Required task: Reproduce the lines below word for word, omitting the picture.

* * * * *

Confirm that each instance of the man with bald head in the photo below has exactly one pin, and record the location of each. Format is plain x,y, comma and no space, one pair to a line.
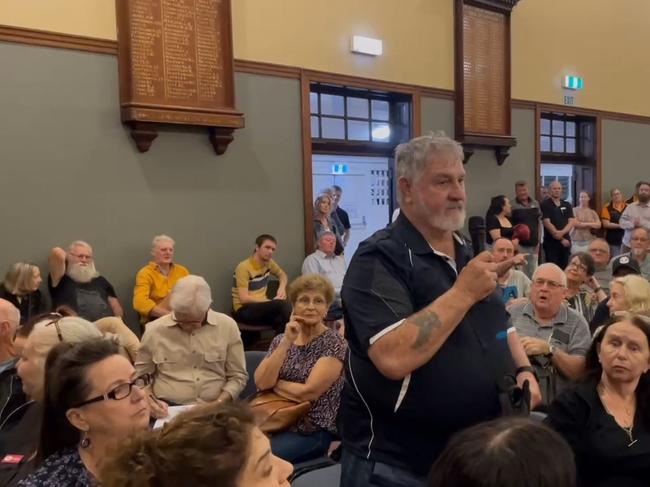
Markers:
556,338
9,321
599,251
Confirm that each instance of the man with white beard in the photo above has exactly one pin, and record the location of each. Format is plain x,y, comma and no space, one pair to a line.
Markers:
74,282
428,338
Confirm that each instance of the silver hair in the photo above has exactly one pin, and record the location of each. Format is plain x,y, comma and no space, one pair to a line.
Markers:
161,238
190,295
550,265
79,243
412,157
8,312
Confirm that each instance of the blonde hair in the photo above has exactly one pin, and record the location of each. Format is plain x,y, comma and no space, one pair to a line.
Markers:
19,278
636,291
311,282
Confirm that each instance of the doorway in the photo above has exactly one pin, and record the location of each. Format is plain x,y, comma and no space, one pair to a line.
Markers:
366,184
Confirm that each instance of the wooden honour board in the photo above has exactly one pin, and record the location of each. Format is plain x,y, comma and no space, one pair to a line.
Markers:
485,75
176,62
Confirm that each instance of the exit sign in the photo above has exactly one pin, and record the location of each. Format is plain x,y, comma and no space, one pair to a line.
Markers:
569,100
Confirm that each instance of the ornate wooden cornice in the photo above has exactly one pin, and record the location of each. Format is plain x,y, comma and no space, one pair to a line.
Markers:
505,6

* * * * *

Output of the exercise:
Confirm that each instance of the man with bald head in the photo below has exactly one pin, and record the location of each. Format is plain x,y, comma and no space, one pair to a line.
Markers:
556,338
9,321
599,251
Confirm that each instance of the man with white beard in the photo above has exactly one pin, and record the location of each. Format is plain x,y, comma and no space, one pair to a line.
Markers:
74,282
428,338
Confirm that each instance of the silver hair in the photo above has exactly one pin, and record the location of each. Format is plain x,y, comma and no space, one pair to a line.
Markers:
161,238
190,295
550,265
79,243
412,157
8,312
Confirm that each instance of the blonde hair in the photo above has exactly one pin, and record the location of each. Format is plain x,y, comma and no space, one pair to a line.
Markers:
19,278
636,291
311,282
Confirm that each instance of the doorway in the photo above has exactly one pin, and record the location of each. Format is plain x,y, comma and no space, one pair to a line.
Markers:
366,184
Confirm that each instance of the wooden honour board in the photo above has exactly one pin, and record the location of each. Format is plain x,y, comma and no space, one pair to a line.
Markers:
485,75
176,62
Confirm that each instance of the exit sign in the photo above has exactly one pin, and record the location of each. Format is plain x,y, comma and no space, one pair to a line.
Markers:
569,100
Confirm that each instance of the ornate wooden cornice in the photo above has exactly one pin, and record the location of each. Format is plain x,y, comma and no space, one pair to a line.
Markers:
505,6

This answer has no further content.